--- MATERIAL TO PROCESS ---

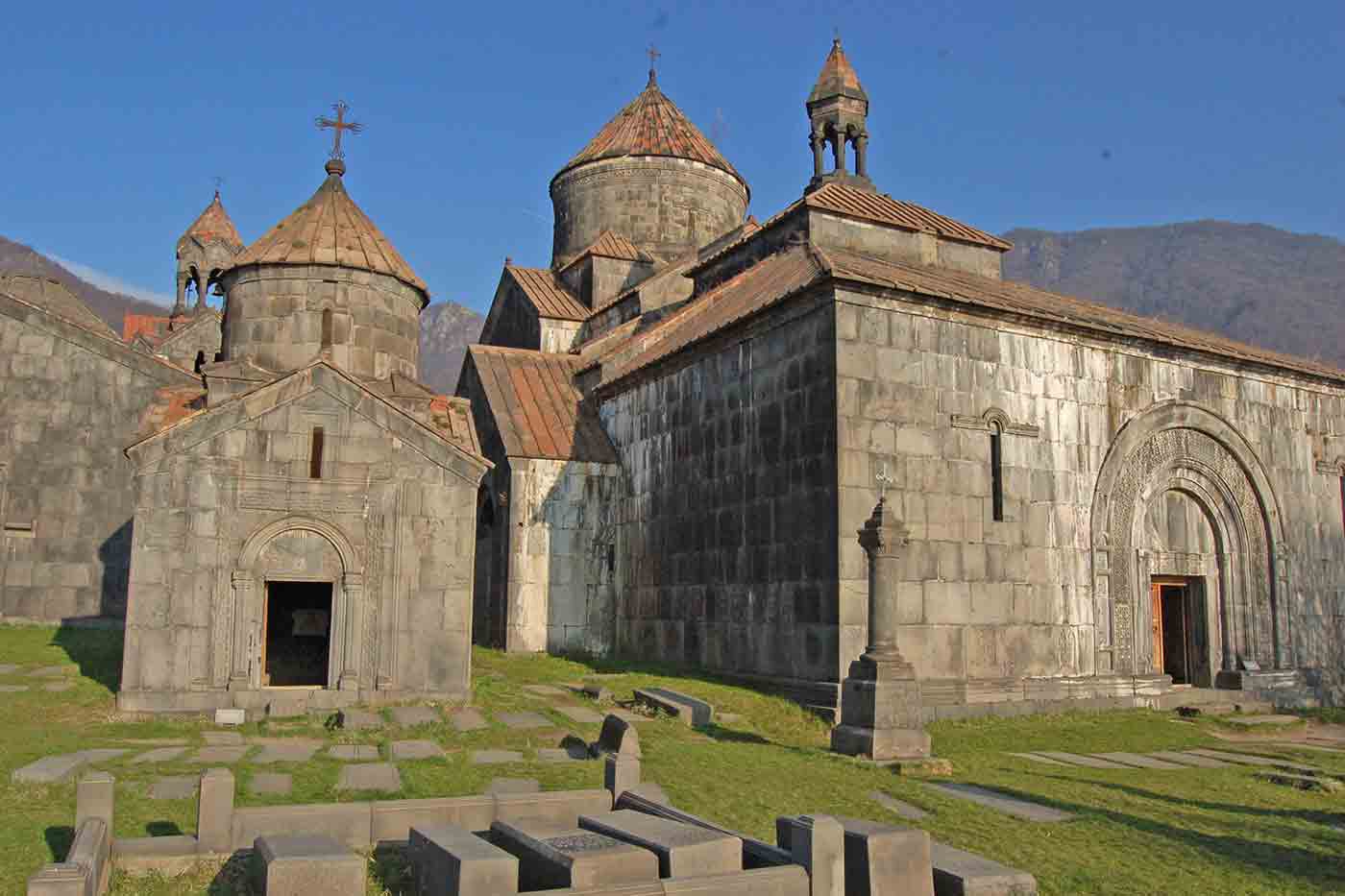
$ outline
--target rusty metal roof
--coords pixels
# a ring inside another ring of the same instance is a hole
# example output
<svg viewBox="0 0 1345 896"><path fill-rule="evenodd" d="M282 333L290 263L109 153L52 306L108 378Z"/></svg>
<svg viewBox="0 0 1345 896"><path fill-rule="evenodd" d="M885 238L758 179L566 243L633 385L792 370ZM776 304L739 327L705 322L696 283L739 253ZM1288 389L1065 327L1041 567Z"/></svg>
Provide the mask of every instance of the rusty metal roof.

---
--- MATERIAL TO PROCESS ---

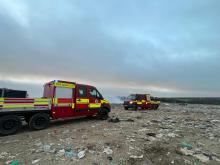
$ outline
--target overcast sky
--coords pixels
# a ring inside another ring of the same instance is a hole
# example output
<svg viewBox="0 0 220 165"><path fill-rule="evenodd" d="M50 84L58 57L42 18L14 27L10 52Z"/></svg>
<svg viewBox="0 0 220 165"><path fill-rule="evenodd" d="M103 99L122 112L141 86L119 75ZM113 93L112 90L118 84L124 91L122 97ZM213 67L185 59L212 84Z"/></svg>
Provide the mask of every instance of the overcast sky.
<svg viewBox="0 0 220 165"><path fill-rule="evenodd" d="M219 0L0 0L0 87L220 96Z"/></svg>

---
--- MATERIAL TO PROCESS ---

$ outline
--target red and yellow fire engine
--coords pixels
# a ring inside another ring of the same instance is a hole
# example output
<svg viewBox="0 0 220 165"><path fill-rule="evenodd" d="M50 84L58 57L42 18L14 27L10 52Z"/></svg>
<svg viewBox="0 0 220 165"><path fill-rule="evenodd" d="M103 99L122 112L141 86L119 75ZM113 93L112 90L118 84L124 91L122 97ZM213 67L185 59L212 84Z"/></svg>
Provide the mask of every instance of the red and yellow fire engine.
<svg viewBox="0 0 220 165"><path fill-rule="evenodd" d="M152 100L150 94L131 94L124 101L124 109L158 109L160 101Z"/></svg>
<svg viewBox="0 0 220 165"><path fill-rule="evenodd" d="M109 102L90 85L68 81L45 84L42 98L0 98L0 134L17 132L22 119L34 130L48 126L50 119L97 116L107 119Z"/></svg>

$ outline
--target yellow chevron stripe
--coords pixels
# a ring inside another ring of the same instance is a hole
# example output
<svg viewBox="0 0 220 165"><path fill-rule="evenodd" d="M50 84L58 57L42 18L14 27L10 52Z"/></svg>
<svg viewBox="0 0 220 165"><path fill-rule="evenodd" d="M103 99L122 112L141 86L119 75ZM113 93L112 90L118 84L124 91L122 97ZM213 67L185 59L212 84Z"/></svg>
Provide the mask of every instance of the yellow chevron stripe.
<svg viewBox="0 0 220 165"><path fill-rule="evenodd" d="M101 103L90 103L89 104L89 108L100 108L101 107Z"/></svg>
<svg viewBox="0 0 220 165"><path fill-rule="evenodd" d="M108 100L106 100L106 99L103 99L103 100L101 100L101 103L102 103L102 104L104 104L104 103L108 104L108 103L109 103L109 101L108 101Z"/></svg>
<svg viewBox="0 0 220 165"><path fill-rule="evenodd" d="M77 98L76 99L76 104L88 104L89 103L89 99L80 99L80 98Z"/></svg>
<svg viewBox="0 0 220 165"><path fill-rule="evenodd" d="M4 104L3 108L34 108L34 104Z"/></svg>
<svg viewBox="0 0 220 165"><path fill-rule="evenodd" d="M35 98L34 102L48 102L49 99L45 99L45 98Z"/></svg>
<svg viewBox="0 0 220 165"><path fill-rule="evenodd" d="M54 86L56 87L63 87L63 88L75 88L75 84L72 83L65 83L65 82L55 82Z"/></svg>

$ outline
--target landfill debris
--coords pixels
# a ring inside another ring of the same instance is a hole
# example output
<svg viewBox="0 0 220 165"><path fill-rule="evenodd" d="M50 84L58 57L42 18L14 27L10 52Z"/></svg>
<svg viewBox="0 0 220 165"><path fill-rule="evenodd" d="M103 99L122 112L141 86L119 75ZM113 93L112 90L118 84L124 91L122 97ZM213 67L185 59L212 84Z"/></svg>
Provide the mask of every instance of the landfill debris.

---

## TASK BRIEF
Tally the lines in the items above that contain the string "landfill". Case counts. Reply with the number alone.

## SOLUTION TO THIS EXERCISE
2